— WHAT YOU NEED TO DO —
[A] In the forum thread on fitting three kids in a Subaru Outback, why does the original poster say reduced roominess is acceptable for now?
[B] Output the Subaru Outback thread exactly, everything from "## MissMaegie'sMama (Jul" down to "safely and comfortably.".
[C] Continue the forum thread about three kids in a Subaru Outback, carrying on from its final post.

— EXTRACTED TEXT —
********************

# Three kids in the backseat of a Subaru Outback?



## MissMaegie'sMama (Jul 27, 2006)

DH and I need to get a new car, and we're thinking of getting a Subaru. I just did an archive search, and from the looks of it, the Forrester has a slightly narrower backseat than the Ouback. My kids are 2.5, 5, and 12. My 2.5 year old rides in a Britax Marathon, my 5 year old rides in a Graco Turbo Elite booster, and my 12 year old rides on the seat of his jeans. Can I seat two kiddos in car seats and an older child in the back seat of an Outback safely and comfotably? I would really appreciate hearing from mamas who own or have experience with late-model Outbacks.







Thanks!

ETA: My 2.5 year old will probably be big enough to move to a booster in the coming year, so I'm willing to put up with reduced roominess in the short term as long as my 12 year old has enough room to ride safely and comfortably.


----------



## Drummer's Wife (Jun 5, 2005)

I can fit 3 kids in the backseat of my outback, but it's tight. We have a graco nautilus and an evenlflo big kid booster - both outboard. Then one kid in the middle with no car seat.

Did you mean to say your 2.5 will be ready for a booster soon? They can't ride in a booster until at least 4 years of age, and it's really best to stay harnessed until 5 or so. Maybe you meant a combo seat like the nautilus that can transition to a booster later on?

********************

— SOURCE EXCERPT —
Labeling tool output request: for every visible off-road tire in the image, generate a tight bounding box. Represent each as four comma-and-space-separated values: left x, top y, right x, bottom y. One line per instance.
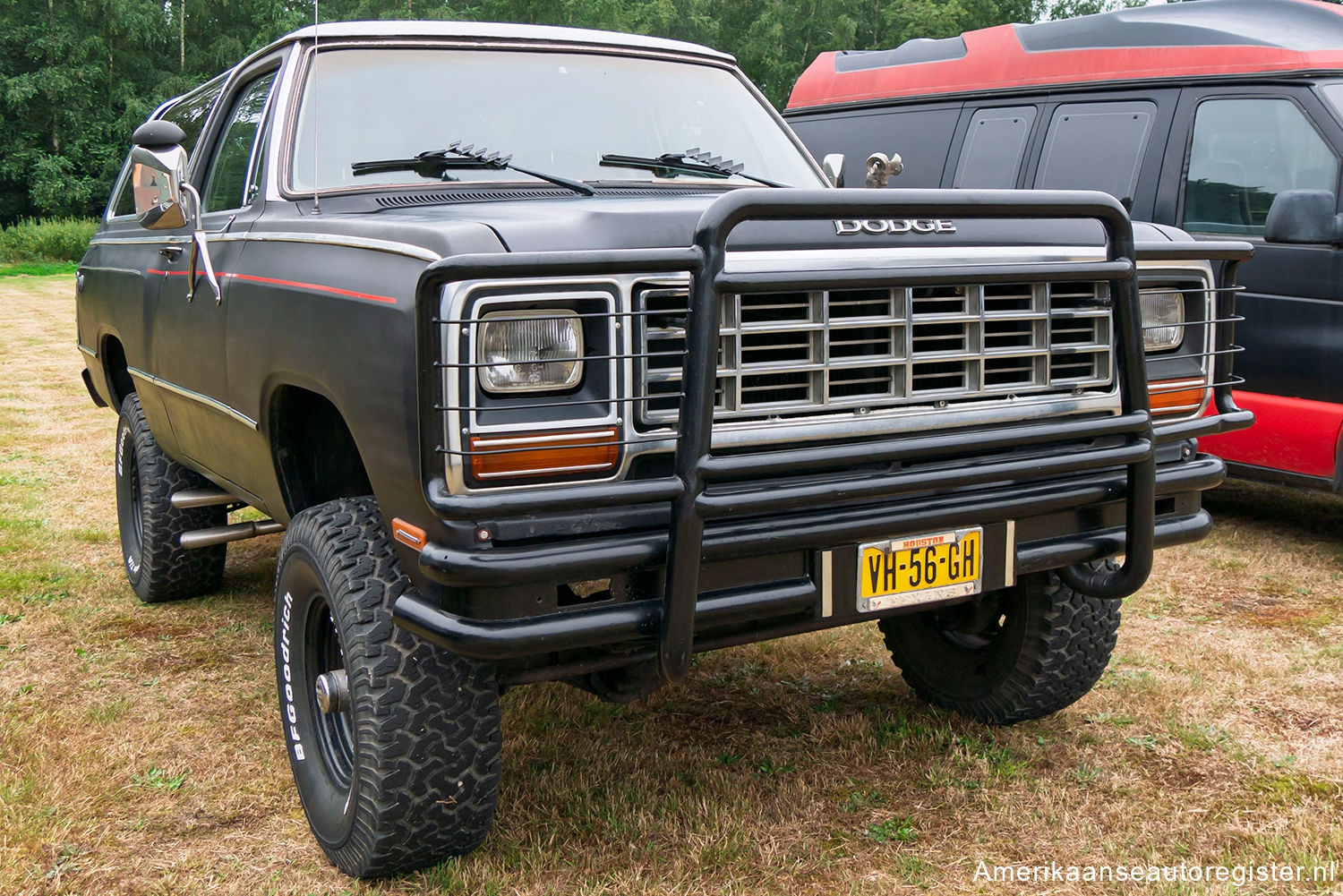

********************

— FINAL RESULTS —
[A] The poster expects the 2.5-year-old to be big enough for a booster within the coming year. Tighter space in the short term is acceptable as long as the 12-year-old can ride safely and comfortably.

[B]
## MissMaegie'sMama (Jul 27, 2006)

DH and I need to get a new car, and we're thinking of getting a Subaru. I just did an archive search, and from the looks of it, the Forrester has a slightly narrower backseat than the Ouback. My kids are 2.5, 5, and 12. My 2.5 year old rides in a Britax Marathon, my 5 year old rides in a Graco Turbo Elite booster, and my 12 year old rides on the seat of his jeans. Can I seat two kiddos in car seats and an older child in the back seat of an Outback safely and comfotably? I would really appreciate hearing from mamas who own or have experience with late-model Outbacks.







Thanks!

ETA: My 2.5 year old will probably be big enough to move to a booster in the coming year, so I'm willing to put up with reduced roominess in the short term as long as my 12 year old has enough room to ride safely and comfortably.

[C]
Anyhow, I would guess the Marathon and Turbo booster (we have used both in another vehicle) would fit outboard and your 12 yr old could squeeze between the two, but it would be easier if you had a seat less bulky than the Britax.


----------



## MissMaegie'sMama (Jul 27, 2006)

Well, by "soon," I mean within the next couple years. We keep our cars for a long time, so I'm considering our long-tern needs as my kids get bigger and their car seat needs change. My 2.5 year old will be in the Britax for a while yet. I go by height and weight when choosing car seats rather than chronological age. My 5 year old just moved from her Marathon to the Turbo a couple weeks ago, so I'm not in a hurry to get my 2.5 year old out of hers. I might go ahead and look for a convertible less wide than the Marathon. A Radian, maybe?

I currently drive a Saturn sedan, and with the Britax and the Graco in the backseat, I cannot fit a third passenger back there. Saturns were not known for their spacious interiors, so pretty much any vehicle will give me more room in back than my Saturn.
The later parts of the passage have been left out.